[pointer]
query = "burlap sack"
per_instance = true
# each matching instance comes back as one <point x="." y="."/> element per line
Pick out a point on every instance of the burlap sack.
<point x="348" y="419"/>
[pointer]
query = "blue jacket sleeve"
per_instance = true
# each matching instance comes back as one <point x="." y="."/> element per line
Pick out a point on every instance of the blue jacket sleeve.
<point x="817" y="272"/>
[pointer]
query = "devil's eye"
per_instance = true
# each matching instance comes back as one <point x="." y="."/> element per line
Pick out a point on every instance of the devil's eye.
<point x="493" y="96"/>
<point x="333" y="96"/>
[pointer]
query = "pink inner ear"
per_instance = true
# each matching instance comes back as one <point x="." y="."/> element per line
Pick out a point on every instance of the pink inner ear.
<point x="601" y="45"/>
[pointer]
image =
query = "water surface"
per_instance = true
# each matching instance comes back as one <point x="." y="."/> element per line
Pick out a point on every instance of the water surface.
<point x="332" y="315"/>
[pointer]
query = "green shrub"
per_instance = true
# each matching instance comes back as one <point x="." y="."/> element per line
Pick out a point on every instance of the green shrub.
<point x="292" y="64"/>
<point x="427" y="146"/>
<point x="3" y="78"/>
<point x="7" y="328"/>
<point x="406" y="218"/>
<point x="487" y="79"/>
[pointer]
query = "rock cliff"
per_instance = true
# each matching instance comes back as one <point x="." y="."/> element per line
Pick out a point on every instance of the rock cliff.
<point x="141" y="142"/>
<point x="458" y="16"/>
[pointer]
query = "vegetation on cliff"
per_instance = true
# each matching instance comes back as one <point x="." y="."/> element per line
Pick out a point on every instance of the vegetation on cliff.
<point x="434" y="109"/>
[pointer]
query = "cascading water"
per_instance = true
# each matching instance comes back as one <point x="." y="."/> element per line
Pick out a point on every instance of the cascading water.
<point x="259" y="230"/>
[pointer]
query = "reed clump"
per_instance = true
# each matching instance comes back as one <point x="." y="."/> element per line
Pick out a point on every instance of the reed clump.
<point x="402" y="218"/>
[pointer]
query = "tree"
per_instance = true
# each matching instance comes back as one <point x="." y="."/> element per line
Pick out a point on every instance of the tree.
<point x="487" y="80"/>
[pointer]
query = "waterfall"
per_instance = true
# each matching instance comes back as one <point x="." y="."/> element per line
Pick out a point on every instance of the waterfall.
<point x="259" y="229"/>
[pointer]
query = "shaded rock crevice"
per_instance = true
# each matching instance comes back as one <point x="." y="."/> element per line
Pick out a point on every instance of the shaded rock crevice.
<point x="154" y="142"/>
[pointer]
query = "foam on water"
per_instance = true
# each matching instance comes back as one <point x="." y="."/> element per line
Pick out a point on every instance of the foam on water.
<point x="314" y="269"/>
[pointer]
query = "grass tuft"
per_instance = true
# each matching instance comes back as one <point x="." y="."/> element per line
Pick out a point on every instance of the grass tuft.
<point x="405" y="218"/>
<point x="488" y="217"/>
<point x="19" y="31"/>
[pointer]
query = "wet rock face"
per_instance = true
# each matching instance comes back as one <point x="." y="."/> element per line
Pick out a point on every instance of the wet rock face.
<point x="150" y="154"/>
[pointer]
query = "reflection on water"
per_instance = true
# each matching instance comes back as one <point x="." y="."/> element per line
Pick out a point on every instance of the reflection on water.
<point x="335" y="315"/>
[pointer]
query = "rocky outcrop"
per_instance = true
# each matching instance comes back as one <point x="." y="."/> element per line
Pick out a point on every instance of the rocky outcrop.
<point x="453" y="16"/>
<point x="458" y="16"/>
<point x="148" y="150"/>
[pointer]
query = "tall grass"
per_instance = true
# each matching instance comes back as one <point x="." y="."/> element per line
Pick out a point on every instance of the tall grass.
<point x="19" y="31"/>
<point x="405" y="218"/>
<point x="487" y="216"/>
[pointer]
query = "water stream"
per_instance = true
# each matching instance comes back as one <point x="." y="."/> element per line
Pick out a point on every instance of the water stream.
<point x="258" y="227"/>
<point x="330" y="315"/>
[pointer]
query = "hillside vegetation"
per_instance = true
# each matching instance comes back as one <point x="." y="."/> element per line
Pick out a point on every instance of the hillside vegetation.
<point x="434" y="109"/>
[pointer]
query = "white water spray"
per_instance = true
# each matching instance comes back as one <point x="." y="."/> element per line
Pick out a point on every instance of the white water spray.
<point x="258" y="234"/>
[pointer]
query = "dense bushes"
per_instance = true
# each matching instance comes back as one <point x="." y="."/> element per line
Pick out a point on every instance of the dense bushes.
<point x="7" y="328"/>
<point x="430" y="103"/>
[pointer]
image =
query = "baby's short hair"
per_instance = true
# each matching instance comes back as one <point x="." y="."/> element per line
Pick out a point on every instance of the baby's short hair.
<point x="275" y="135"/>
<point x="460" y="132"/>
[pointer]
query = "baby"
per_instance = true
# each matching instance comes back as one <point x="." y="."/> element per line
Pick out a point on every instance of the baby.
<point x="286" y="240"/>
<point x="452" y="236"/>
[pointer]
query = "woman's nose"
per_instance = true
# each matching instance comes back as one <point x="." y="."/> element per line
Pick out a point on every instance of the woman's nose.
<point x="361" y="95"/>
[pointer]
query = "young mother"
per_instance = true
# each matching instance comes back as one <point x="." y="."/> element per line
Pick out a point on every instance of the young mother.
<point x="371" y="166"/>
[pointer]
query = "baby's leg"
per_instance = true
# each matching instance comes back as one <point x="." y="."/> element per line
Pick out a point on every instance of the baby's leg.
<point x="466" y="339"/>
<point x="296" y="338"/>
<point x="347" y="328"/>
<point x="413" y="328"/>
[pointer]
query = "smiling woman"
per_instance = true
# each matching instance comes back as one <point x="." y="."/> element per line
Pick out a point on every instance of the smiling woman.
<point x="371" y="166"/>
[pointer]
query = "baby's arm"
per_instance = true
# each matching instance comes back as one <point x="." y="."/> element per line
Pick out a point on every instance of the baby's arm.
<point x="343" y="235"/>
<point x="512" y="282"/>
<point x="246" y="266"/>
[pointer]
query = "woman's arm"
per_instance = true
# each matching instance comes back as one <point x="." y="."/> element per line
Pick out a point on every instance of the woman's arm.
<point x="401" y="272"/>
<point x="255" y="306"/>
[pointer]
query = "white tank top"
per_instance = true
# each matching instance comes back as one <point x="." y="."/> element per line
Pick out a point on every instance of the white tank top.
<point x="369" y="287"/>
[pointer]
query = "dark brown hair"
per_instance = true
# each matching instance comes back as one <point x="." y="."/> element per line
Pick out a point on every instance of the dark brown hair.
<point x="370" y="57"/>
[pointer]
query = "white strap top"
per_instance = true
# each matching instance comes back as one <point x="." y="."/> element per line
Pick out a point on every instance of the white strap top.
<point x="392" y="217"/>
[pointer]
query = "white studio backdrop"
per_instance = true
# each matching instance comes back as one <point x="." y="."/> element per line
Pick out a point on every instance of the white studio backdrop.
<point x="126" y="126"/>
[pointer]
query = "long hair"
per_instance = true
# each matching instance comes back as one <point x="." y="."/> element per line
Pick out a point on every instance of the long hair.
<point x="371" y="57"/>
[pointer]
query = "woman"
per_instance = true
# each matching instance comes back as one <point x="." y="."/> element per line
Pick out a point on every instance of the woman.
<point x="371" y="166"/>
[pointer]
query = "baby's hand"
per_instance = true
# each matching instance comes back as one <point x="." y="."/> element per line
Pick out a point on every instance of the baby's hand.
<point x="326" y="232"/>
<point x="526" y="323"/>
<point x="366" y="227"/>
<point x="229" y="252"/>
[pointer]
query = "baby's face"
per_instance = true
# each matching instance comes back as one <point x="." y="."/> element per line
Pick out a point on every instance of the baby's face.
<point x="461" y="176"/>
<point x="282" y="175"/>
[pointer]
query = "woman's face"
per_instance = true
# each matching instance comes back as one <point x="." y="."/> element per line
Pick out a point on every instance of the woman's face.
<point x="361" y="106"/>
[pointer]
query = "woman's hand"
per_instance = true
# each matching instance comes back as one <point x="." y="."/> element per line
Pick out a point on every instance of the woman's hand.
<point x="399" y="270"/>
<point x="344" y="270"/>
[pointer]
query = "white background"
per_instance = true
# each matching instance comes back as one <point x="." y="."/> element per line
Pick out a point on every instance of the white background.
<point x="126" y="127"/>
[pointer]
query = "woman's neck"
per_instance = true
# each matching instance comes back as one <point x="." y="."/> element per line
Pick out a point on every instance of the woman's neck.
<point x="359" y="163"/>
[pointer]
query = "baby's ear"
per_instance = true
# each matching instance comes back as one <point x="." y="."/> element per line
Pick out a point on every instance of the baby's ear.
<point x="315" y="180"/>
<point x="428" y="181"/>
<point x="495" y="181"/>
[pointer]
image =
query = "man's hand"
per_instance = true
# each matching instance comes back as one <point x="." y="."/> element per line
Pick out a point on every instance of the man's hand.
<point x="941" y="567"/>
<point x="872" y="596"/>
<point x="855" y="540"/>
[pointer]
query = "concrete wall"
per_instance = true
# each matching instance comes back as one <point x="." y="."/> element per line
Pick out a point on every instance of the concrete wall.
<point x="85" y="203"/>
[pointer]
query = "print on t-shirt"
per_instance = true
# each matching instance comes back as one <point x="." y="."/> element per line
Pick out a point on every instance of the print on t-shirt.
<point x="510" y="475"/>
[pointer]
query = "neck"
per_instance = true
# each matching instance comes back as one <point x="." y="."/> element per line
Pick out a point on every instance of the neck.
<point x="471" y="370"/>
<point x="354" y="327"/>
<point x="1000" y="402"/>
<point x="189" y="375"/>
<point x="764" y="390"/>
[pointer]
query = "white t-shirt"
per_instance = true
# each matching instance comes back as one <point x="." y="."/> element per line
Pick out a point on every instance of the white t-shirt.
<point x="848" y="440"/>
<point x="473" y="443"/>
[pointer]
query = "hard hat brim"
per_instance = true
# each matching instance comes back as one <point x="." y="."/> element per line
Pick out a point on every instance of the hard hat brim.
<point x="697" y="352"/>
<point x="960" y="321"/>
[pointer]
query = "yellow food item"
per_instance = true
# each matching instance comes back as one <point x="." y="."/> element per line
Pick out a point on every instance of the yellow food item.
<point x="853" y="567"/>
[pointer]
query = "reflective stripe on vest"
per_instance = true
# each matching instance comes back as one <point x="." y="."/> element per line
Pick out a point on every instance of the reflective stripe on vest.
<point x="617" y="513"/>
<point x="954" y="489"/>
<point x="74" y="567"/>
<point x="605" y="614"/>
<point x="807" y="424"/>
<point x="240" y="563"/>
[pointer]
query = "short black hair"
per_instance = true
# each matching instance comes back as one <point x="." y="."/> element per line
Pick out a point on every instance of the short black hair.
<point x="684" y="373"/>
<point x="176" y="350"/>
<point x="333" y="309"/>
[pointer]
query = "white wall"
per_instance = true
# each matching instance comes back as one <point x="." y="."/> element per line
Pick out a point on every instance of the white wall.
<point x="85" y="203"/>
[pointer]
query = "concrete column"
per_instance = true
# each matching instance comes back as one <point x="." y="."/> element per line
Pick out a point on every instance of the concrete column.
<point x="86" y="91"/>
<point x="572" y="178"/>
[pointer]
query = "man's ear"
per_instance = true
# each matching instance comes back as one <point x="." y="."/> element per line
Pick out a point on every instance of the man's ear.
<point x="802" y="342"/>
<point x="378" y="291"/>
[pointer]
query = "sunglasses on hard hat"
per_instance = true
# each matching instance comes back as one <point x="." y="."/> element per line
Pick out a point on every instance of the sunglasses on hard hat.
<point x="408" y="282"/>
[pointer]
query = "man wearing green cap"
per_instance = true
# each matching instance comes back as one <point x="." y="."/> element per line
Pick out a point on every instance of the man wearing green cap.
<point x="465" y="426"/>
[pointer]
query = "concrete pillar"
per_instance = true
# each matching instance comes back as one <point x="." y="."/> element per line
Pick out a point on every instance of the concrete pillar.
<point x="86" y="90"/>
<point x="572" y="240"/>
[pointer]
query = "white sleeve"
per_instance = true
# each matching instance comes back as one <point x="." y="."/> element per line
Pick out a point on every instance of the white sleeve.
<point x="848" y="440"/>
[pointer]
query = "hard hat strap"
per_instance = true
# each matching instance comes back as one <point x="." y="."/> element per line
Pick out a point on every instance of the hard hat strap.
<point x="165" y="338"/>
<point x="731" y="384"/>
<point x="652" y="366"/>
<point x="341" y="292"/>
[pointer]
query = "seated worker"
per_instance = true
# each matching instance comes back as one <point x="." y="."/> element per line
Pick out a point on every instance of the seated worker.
■ ■ ■
YOUR TASK
Find every line in the rows above that contains the word "concrete" and copy each of those lines. Matching is case-sensitive.

ANSWER BELOW
query = "concrete wall"
Pick out a point on every instance of the concrete wall.
query = "concrete column"
Pick out a point on every instance of the concrete column.
query = "concrete pillar"
Pick out a point on every instance of the concrete pillar.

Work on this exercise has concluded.